[Dataset items]
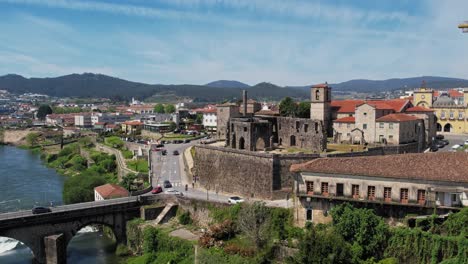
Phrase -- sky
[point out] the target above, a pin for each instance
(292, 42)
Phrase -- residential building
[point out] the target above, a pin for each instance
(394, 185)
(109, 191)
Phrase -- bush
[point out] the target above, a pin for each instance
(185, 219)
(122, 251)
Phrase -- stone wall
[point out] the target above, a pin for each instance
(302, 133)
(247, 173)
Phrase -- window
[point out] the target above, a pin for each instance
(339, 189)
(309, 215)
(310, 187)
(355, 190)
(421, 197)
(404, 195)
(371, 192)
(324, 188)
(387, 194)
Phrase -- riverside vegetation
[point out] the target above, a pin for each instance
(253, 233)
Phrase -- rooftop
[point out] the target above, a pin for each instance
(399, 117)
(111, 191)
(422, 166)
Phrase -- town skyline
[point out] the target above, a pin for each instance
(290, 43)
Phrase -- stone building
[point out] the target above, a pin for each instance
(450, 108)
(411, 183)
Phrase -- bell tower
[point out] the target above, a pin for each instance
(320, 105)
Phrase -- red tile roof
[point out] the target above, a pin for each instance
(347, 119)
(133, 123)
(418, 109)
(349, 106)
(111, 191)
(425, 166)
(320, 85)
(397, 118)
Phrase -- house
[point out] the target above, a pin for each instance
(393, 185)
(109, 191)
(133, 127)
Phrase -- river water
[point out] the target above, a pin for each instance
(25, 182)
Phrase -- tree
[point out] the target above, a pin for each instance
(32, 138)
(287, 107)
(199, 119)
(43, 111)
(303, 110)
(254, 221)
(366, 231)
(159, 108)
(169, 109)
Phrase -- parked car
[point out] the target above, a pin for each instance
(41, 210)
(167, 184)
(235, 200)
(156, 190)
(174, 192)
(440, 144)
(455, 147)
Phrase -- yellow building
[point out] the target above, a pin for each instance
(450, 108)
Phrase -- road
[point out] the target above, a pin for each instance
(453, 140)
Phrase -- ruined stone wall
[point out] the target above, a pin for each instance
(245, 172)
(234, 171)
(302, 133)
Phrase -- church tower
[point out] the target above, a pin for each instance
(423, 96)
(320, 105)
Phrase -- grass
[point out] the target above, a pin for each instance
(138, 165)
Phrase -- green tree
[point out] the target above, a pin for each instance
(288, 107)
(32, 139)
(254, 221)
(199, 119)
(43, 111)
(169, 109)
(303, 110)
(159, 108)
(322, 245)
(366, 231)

§ WORK REQUIRED
Take the line containing "Phrase -- stone building" as the start and the last line of the data as the end, and reproduce that range exactly.

§ ANSWER FOR THIS EXERCISE
Phrase -- stone building
[point out] the target above, a pin for each instance
(450, 108)
(411, 183)
Phrase -- bell tower
[point out] the target above, a pin for each instance
(320, 105)
Phrase -- red tile roof
[point out] the target above, a pin for each instance
(347, 119)
(133, 123)
(418, 109)
(349, 106)
(111, 191)
(425, 166)
(320, 85)
(397, 118)
Phrase -- house
[point out] the target above, a pin for each instance
(393, 185)
(109, 191)
(133, 127)
Phrase -- river water
[point out] the target above, a pin for each instance
(25, 182)
Phrase -- tree
[point out] the target above, a pin for each instance
(32, 138)
(287, 107)
(199, 119)
(43, 111)
(303, 110)
(254, 221)
(366, 231)
(159, 108)
(169, 109)
Phrase -- parked car
[point out] the target above, a pin for each instance
(41, 210)
(167, 184)
(235, 200)
(156, 190)
(174, 192)
(440, 144)
(455, 147)
Phrase -- yellow building
[point out] the target above, a pin for each instance
(450, 108)
Phrase -- road
[point out] the target above, a pin for each instance
(453, 140)
Phrase -- ruined stone wall
[point out] the target above, a pin for each instance
(245, 172)
(234, 171)
(302, 133)
Phrase -- church tower
[point out] the target above, a pin for each instance
(423, 96)
(320, 105)
Phrase -- grass
[point out] the target above, a pin for each instance
(138, 165)
Phrase -- green tree
[point out] the target above, a pin for each instance
(288, 107)
(32, 139)
(254, 221)
(199, 119)
(43, 111)
(169, 109)
(303, 110)
(159, 108)
(322, 245)
(366, 231)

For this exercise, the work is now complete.